### [TEXT EXTRACT]
After the Lloyd Hopkins Trilogy, written in the third person, Killer on the Road returns to the first-person narrative style of Ellroy's first two novels. For the first time in Ellroy's career, however, it is written from a criminal's point of view.

Spoiler warning: Plot and/or ending details follow.

Killer on the Road tells the story of a serial killer named Martin Plunkett. Plunkett is the typical criminal of Ellroy's early fiction: a psychopath with an outstanding intelligence and a homosexual streak.

Plunkett engages on a career of housebreaking and murder, gaining knowledge from the police officer who acts as a foster father to him after he has killed his mother. Plunkett avoids detection for years by keeping a low profile, staying an odd-jobber and travelling across the USA aboard his "Deathmobiles" I and II.

Plunkett escapes the law once when he is detected by Sergeant Ross Anderson of the Wisconsin State Police, who turns out to be a fellow serial killer who "[likes Plunkett's] style". The two become more or less romantically involved and Anderson protects Plunkett as best he can.

After FBI agent Thomas Dusenberg finally detects him, Plunkett is sentenced to four consecutive life sentences, which he serves in Sing Sing. This is where he writes his memoir, whose form the novel assumes.

### [STATED TASK 1]
From the text on Killer on the Road, output the portion starting with "Killer on the Road tells" and going on through "best he can.".
### [STATED TASK 2]
Restate more concisely the paragraph of the Killer on the Road text that opens with "Plunkett engages on a career," retaining its main facts.
### [STATED TASK 3]
List every law enforcement officer mentioned in the Killer on the Road text.

### [DATASET EXCERPTS]
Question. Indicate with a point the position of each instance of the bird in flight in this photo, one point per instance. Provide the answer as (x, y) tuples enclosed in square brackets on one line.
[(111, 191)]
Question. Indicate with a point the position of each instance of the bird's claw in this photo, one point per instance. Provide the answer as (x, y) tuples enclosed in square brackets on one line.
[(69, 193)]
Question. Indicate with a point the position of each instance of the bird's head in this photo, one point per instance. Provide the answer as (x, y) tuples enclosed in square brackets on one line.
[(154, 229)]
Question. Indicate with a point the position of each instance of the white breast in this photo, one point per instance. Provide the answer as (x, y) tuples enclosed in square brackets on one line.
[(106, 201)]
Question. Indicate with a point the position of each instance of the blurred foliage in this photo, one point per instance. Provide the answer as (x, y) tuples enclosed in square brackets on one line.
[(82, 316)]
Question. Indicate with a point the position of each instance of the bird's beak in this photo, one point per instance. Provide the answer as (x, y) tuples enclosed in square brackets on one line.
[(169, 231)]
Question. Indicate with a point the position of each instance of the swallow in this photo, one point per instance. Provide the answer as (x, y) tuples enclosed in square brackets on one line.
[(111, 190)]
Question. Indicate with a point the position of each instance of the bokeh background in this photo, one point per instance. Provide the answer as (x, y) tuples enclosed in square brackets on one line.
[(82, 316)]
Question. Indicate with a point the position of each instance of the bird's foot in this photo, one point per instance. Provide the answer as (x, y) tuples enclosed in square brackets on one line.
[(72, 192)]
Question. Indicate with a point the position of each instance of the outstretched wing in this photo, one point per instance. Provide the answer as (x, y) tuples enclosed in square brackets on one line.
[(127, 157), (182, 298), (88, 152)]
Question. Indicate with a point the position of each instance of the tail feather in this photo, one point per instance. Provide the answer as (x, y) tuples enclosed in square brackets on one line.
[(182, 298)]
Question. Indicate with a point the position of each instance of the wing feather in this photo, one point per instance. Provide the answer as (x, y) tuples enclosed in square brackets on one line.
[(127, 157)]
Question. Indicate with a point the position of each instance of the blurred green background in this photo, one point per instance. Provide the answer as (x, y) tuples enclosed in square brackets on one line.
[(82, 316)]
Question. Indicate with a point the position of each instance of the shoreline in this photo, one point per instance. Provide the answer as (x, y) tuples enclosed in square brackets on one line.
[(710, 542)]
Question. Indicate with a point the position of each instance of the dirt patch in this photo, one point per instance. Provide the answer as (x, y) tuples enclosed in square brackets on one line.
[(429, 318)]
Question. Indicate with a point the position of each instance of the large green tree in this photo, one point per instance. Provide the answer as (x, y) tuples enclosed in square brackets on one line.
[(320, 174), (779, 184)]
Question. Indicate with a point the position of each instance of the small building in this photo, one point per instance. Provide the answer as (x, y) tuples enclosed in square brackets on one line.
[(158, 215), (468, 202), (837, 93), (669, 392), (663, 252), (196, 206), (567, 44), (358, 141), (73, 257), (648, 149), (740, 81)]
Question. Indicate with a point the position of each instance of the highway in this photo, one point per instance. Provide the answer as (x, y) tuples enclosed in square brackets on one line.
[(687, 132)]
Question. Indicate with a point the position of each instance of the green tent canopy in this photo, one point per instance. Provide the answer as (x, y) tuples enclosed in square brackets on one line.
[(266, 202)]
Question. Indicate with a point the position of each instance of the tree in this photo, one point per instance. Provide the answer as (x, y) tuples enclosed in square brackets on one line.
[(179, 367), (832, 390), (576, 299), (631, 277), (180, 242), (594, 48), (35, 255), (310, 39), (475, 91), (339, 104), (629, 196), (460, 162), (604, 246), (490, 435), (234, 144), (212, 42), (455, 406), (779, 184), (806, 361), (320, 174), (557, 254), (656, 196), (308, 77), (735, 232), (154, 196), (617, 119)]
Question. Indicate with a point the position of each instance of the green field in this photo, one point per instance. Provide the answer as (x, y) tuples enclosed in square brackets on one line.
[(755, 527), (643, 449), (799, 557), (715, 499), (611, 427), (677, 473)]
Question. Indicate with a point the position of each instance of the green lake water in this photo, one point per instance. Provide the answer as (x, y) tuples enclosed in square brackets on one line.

### [CORRECT RESPONSE 1]
Killer on the Road tells the story of a serial killer named Martin Plunkett. Plunkett is the typical criminal of Ellroy's early fiction: a psychopath with an outstanding intelligence and a homosexual streak.

Plunkett engages on a career of housebreaking and murder, gaining knowledge from the police officer who acts as a foster father to him after he has killed his mother. Plunkett avoids detection for years by keeping a low profile, staying an odd-jobber and travelling across the USA aboard his "Deathmobiles" I and II.

Plunkett escapes the law once when he is detected by Sergeant Ross Anderson of the Wisconsin State Police, who turns out to be a fellow serial killer who "[likes Plunkett's] style". The two become more or less romantically involved and Anderson protects Plunkett as best he can.

### [CORRECT RESPONSE 2]
Plunkett takes up housebreaking and murder, learning from the police officer who becomes his foster father after he kills his mother. He evades detection for years by keeping a low profile, working odd jobs and traveling across the USA in his "Deathmobiles" I and II.

### [CORRECT RESPONSE 3]
- The police officer who acts as Plunkett's foster father
- Sergeant Ross Anderson of the Wisconsin State Police
- FBI agent Thomas Dusenberg